▶ _Records_
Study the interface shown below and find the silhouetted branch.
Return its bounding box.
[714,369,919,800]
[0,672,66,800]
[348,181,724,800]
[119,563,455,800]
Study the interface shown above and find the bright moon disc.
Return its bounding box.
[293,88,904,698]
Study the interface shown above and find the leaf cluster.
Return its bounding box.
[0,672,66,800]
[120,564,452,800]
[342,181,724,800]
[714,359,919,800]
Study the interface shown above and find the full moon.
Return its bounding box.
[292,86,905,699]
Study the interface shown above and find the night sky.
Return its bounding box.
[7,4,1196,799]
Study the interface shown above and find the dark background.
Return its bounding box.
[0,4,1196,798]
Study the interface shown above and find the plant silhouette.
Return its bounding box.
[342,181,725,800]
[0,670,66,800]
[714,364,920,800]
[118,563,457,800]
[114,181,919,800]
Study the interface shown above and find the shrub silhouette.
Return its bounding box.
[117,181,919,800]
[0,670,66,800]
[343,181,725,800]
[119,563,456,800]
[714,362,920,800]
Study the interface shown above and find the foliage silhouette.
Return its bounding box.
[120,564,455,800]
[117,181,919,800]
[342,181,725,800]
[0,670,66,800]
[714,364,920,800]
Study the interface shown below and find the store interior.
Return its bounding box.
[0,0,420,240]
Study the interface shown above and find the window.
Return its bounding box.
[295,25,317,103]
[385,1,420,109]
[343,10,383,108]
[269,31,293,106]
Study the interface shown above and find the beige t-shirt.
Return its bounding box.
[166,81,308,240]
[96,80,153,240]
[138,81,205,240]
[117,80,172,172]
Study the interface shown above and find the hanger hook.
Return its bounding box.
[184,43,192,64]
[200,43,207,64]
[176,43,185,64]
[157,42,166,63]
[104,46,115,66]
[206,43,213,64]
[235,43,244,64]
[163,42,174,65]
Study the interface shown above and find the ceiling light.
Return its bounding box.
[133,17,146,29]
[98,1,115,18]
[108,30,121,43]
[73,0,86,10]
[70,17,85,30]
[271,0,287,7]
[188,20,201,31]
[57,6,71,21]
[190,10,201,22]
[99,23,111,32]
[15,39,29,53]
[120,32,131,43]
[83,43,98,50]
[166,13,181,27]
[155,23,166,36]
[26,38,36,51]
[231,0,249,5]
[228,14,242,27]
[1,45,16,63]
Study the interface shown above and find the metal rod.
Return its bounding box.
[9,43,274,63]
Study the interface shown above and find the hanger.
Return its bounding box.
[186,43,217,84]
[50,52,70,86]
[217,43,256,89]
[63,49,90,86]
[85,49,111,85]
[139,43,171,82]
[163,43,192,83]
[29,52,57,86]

▶ _What you should do_
Copy all of the data above word for word, with every line in its original order.

▶ _Correct answer_
Study the interface shown below and find the silhouetted branch.
Return its bounding box.
[714,369,919,800]
[0,672,66,800]
[348,181,724,800]
[119,563,455,800]
Study the interface shown above and find the bright moon disc.
Return its bounding box.
[293,88,904,698]
Study the interface shown above and find the leaf cluster.
Return its bounding box.
[0,672,66,800]
[120,564,452,800]
[342,181,724,800]
[714,359,919,800]
Study the interface shown above and find the full moon.
Return its bounding box.
[292,86,905,699]
Study the interface shown above and find the night sky.
Return its bounding box.
[7,4,1196,799]
Study the interface shown above and find the dark background.
Return its bounding box.
[0,4,1196,798]
Study the interface shown above and find the plant silhouette.
Return its bounding box.
[342,181,725,800]
[0,670,66,800]
[714,364,920,800]
[118,563,457,800]
[114,181,919,800]
Study the interface shown above and find the shrub silhouette.
Return its bounding box.
[117,181,919,800]
[0,670,66,800]
[343,181,725,800]
[119,563,456,800]
[714,362,920,800]
Study the interface shown above and find the foliage silhouette.
Return its bounding box.
[120,564,455,800]
[117,181,919,800]
[342,181,725,800]
[0,670,66,800]
[714,364,920,800]
Study the interface shown below and find the store interior.
Return its bounding box.
[0,0,420,240]
Study the interface shown above and find the window.
Return its bounding box.
[295,25,317,103]
[385,1,420,109]
[343,10,383,108]
[269,31,293,106]
Study the interface shown above and find the beige t-shirt.
Return its bounding box.
[166,81,308,240]
[96,80,153,240]
[138,81,205,240]
[117,80,172,172]
Study the interface shown above and find the hanger hook.
Return its bounding box.
[184,43,192,64]
[200,43,207,64]
[176,43,185,64]
[157,42,166,63]
[104,46,115,66]
[206,43,213,64]
[235,43,244,64]
[163,42,174,65]
Study the interface shown above and find the ceiling light.
Return its bounding box.
[133,17,146,29]
[98,1,115,18]
[108,30,121,43]
[73,0,86,10]
[70,17,85,30]
[271,0,287,7]
[188,20,201,31]
[57,6,71,21]
[190,10,201,22]
[99,23,111,32]
[15,39,29,53]
[120,32,131,43]
[83,43,98,50]
[166,13,181,27]
[155,23,166,36]
[26,38,36,51]
[231,0,249,5]
[228,14,242,27]
[1,45,16,63]
Study the interface shown above and find the metal rod.
Return its bounding box.
[9,43,274,63]
Study the interface shown above and find the hanger.
Return its bounding box.
[186,43,217,84]
[50,52,70,86]
[217,43,256,89]
[63,49,90,86]
[85,49,111,85]
[139,43,171,82]
[163,43,192,83]
[29,52,57,86]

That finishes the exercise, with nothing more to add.